■ GIVEN PROBLEM: Rewrite the items below, replacing each "screenshot" with "image" and keeping everything else the same.

## Start GIVEN ENTRIES

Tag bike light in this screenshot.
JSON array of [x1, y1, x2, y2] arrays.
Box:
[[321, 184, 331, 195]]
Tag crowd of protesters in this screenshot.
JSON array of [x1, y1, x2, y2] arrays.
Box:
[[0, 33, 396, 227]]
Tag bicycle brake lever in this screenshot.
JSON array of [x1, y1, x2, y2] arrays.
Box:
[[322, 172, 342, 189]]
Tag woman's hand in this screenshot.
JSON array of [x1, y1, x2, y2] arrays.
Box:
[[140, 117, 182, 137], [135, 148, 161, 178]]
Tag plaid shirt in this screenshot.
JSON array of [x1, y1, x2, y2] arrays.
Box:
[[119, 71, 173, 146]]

## End GIVEN ENTRIES

■ EXERCISE SOLUTION:
Tag bike light in this image.
JSON array of [x1, y1, x2, y2] arrays.
Box:
[[321, 184, 331, 195]]
Tag crowd of protesters in this image.
JSON array of [x1, y1, x2, y2] arrays.
Box:
[[0, 33, 396, 227]]
Tag bicycle brake lever in this image.
JSON array of [x1, y1, x2, y2] arrays.
Box:
[[322, 172, 342, 189]]
Tag woman's hand in this image.
JSON array of [x1, y1, x2, y2] arrays.
Box:
[[140, 117, 182, 137], [135, 148, 161, 178]]
Tag plaid shirt in this image.
JSON array of [x1, y1, x2, y2] arrays.
Box:
[[119, 71, 173, 146]]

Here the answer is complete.